Task objective. Recast the part of the items below that opens with the line containing "like [308, 185]." and runs to the end of the items as a Markdown table with the columns Row and Line. Give each line its own numbered row and leave out blank lines.

===== Exercise inputs

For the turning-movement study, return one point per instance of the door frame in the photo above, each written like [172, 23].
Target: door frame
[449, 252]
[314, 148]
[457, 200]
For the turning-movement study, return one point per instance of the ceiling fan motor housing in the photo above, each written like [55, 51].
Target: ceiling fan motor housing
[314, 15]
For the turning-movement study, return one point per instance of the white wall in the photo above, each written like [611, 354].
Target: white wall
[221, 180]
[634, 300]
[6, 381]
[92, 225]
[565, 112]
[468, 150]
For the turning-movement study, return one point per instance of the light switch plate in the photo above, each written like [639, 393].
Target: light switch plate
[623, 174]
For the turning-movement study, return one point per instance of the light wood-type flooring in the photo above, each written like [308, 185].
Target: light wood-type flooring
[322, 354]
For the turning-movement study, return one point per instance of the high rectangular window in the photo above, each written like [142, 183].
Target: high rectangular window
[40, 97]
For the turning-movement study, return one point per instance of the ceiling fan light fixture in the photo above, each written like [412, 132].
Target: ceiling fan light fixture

==========

Finished task.
| Row | Line |
|---|---|
| 1 | For the turning-movement study, return one point per instance of the light wood-type flooring in the photo above, each written like [308, 185]. |
| 2 | Target: light wood-type flooring |
| 3 | [322, 354] |
| 4 | For the turning-movement study, return one point per instance of the high rectangular window in the photo above, each written like [142, 183]. |
| 5 | Target: high rectangular window |
| 6 | [40, 97] |
| 7 | For the turning-movement study, return one point per instance of the ceiling fan light fixture in the photo above, each written like [412, 132]. |
| 8 | Target: ceiling fan light fixture |